▶ AIM
Set all the material down again unchanged, without the pictures.

▶ EXCERPTED RECORDS
= = = = =

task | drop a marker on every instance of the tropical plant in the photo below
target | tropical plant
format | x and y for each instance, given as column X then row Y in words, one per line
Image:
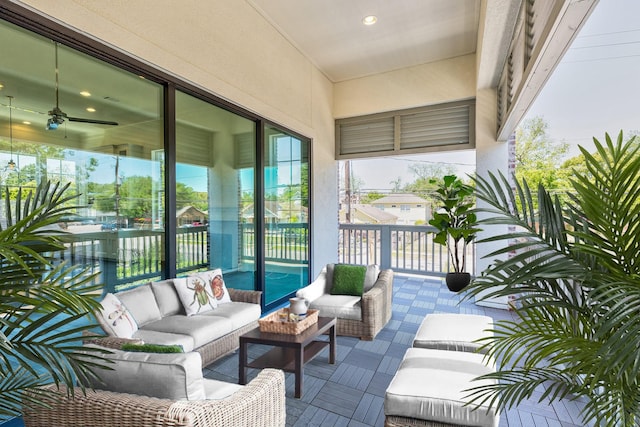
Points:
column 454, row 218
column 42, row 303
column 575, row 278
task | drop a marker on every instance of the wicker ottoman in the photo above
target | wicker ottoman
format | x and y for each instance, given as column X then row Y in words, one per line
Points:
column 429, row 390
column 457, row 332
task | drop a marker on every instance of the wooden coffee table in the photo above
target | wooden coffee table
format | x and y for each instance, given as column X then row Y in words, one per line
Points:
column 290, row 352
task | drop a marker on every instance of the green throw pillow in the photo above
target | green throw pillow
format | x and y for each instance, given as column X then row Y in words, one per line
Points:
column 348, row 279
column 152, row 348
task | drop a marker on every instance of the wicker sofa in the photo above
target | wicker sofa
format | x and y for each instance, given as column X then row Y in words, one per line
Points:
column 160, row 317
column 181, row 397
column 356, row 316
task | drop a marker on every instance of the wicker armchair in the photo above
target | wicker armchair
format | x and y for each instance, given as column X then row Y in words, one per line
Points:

= = = = =

▶ EXPECTED ANSWER
task | drop a marker on every instance of the tropical plant in the photo below
target | tropical plant
format | x and y for each instance, given as column X then row Y in words, one per line
Image:
Points:
column 454, row 218
column 42, row 303
column 575, row 278
task | drop a marker on every instance of the wicker ottoman in the photo above
target | wicker ottoman
format | x and y for each instance, given as column X then row Y in words, one per line
Points:
column 429, row 390
column 457, row 332
task | drop a marker on every instance of the wooden coffee table in the photo above
target | wooden coffee table
format | x and y for each instance, given as column X then row Y in words, one per line
Points:
column 290, row 352
task | drop a marker on every instance of the green throw pillow in the photo above
target | green throw pillow
format | x and y for each instance, given as column X then row Y in words, one per line
Points:
column 348, row 279
column 152, row 348
task | drop a marker on every instance of the wicker sofa in the photo above
target | wicker sofa
format | x and y for each instance, given as column X then row Y in words, one per line
Points:
column 160, row 317
column 181, row 397
column 356, row 316
task | drop a marker on every instance of the wicker armchair in the photo above
target | wicker armchair
format | x and y for each instance, given as column X then row Y in words, one per line
Points:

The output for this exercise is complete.